▶ _Aufgaben_
A: Schreiben Sie aus dem Text über mysteriöse Todesfälle in Russlands Elite den Abschnitt ab, der mit den Worten "München – Bei" beginnt und nach den Worten "auf sich gezogen." endet.
B: Wie viele Oligarchen und Geschäftsleute kamen laut dem Text über mysteriöse Todesfälle in Russlands Elite im Jahr 2022 ums Leben?
C: Führen Sie den Text über mysteriöse Todesfälle in Russlands Elite im Anschluss an seinen letzten Satz weiter.

▶ _Vorliegender Text_
==*==
München – Bei seinem Aufenthalt in der belarussischen Hauptstadt Minsk wählte er ein Hotel gewählt, das keine Fenster hat. Keine Möglichkeit, um auf mysteriöse Weise aus einem Gebäude zu stürzen. Im Exil wusste Jewgeni Prigoschin wohl schon genau, in welch einer Lebensgefahr er schwebt. Der Chef der Wagner-Söldner hatte mit seinem Aufmarsch gegen die Militärführung im Kreml den Zorn von Wladimir Putin auf sich gezogen.
Seine Angst vor den harten Werkzeugen des Kremls scheint nicht unbegründet zu sein. Es sind Geschäftsfrauen, mächtige Männer und russische Politiker, die in fast schon regelmäßigen Abständen und auf mysteriöse Weisen ums Leben kommen. Seit dem russischen Angriffs-Krieg auf die Ukraine scheint eine Todeswelle durch Russlands Elite zu rauschen. Allein in diesem Jahr wächst die Todesliste kontinuierlich – 16 Fälle zählt die englischsprachige Enzyklopädie Wikipedia. 24 Oligarchen und Geschäftsleute ließen demnach 2022 ihr Leben und gaben damit Rätsel auf. Unerwartet werden sie tot aufgefunden, nicht selten stürzen sie eben auch aus Fenstern.
==*==
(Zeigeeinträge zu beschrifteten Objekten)
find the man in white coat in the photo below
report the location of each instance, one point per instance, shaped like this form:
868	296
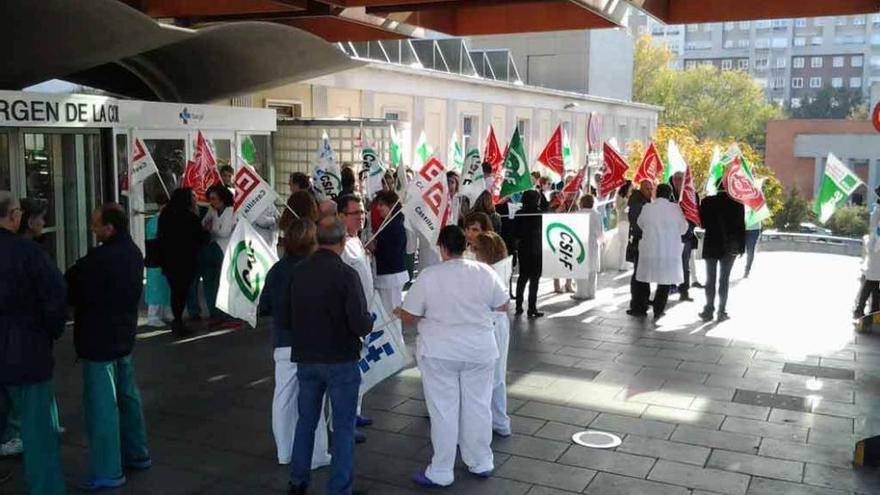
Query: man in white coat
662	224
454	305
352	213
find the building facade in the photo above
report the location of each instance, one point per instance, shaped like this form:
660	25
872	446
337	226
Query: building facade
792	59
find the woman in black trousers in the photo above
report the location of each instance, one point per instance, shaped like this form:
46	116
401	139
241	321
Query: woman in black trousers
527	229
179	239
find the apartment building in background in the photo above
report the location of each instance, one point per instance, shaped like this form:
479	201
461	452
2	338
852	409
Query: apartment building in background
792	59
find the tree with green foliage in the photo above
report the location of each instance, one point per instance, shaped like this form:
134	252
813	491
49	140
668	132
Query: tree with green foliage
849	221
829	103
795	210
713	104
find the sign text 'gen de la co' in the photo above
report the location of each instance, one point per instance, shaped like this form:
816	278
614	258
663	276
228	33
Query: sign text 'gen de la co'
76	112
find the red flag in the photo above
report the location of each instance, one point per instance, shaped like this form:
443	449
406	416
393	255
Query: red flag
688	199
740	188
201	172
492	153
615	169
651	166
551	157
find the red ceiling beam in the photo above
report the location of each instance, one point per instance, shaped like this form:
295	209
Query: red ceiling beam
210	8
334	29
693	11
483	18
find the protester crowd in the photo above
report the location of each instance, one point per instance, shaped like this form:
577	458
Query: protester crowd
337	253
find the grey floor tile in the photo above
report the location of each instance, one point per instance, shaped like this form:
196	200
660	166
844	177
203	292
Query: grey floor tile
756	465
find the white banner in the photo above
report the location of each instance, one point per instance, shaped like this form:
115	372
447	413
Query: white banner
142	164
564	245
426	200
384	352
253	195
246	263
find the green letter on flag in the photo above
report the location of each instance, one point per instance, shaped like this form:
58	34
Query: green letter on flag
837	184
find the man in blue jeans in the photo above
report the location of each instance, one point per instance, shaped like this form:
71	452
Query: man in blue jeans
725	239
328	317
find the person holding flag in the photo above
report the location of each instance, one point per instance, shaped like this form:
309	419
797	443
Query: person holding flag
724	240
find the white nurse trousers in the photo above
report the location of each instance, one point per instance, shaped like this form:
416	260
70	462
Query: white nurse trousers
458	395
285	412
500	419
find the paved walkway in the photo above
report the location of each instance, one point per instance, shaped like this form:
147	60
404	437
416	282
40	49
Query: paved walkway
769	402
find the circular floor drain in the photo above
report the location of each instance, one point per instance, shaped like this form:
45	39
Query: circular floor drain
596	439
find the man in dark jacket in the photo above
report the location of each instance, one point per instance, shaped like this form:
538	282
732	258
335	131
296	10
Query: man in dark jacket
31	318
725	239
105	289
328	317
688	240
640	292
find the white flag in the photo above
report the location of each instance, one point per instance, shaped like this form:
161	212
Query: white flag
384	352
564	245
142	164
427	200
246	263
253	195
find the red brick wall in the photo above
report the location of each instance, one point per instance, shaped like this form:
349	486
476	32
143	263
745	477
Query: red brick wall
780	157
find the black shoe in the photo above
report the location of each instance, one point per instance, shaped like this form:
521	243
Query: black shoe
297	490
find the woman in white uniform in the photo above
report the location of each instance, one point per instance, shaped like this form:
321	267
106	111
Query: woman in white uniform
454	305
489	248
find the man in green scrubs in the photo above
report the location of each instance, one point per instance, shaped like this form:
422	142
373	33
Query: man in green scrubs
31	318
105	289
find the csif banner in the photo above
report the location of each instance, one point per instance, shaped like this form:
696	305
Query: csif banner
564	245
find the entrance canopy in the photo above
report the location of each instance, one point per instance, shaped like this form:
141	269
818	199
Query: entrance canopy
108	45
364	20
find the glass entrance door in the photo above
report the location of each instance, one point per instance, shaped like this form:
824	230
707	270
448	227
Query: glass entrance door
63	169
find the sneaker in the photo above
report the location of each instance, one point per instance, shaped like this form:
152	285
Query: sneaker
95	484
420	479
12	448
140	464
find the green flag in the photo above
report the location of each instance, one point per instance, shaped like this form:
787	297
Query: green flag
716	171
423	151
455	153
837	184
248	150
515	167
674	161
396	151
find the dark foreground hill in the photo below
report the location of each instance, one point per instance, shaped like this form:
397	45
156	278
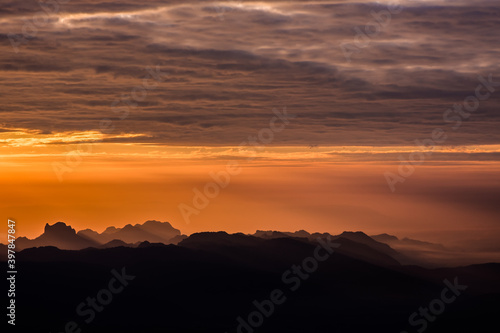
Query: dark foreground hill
==*==
▶ _Lösungen_
A:
München – Bei seinem Aufenthalt in der belarussischen Hauptstadt Minsk wählte er ein Hotel gewählt, das keine Fenster hat. Keine Möglichkeit, um auf mysteriöse Weise aus einem Gebäude zu stürzen. Im Exil wusste Jewgeni Prigoschin wohl schon genau, in welch einer Lebensgefahr er schwebt. Der Chef der Wagner-Söldner hatte mit seinem Aufmarsch gegen die Militärführung im Kreml den Zorn von Wladimir Putin auf sich gezogen.

B: Es waren 24 Oligarchen und Geschäftsleute.

C:
Marina Yankina
So starb etwa Marina Yankina, eine hochrangige Finanzbeamtin des russischen Verteidigungsministeriums, als sie im Februar von einem Balkon eines Gebäudes in St. Petersburg 50 Meter in Tiefe stürzte. Offiziell wurde der Tod als Selbstmord gewertet, inoffiziell gab es in Yankinas Militärbezirk schon mehrfach Umstrukturierungen.
Maganow & Baikowa
Ein ähnliches Fenstersturz-Schicksal ereilte bereits im September 2022 den bekannten Lukoil-Manager Rawil Maganow. Er fiel aus einem Krankenhausfenster, nachdem der Vorstand des Öl- und Gasunternehmens unter seinem Vorsitz den Angriff auf die Ukraine verurteilte.
Am 23. Juni, einen Tag vor dem Putsch-Versuch der Wagner-Söldner, stürzte Kristina Baikowa, die Vize-Präsidentin der russischen Loko-Bank, ebenfalls aus einem Fenster. Russische Medien berichteten, dass sie sich mit einem Bekannten in ihrem Moskauer Appartement im 11. Stock auf einen Drink getroffen hatte. In der Nacht fiel sie dann vom Balkon – die Rede ist von einem Unfall. Gut drei Wochen vorher starb der Bezirksrichter Artyom Bartenew, als er aus dem 12. Stock eines Gebäudes fiel.
Pyotr Kucherenko
Russlands stellvertretender Wissenschaftsminister Pyotr Kucherenko starb im Mai dieses Jahres bei einem Rückflug aus Kuba. Als sich Kucherenko an Bord der Maschine plötzlich unwohl fühlte, machte die Maschine eine Notlandung. Doch jede Hilfe für den 46-Jährigen kam zu spät. Laut der „Moscow Times“ soll er davor mit einem Journalisten über eine mögliche Ausreise gesprochen haben. Er soll erzählt haben, dass eine Flucht nicht möglich sei, da Moskau die Pässe konfisziert habe. Dabei soll der Politiker auch den Krieg als eine „faschistische Invasion“ verurteilt haben.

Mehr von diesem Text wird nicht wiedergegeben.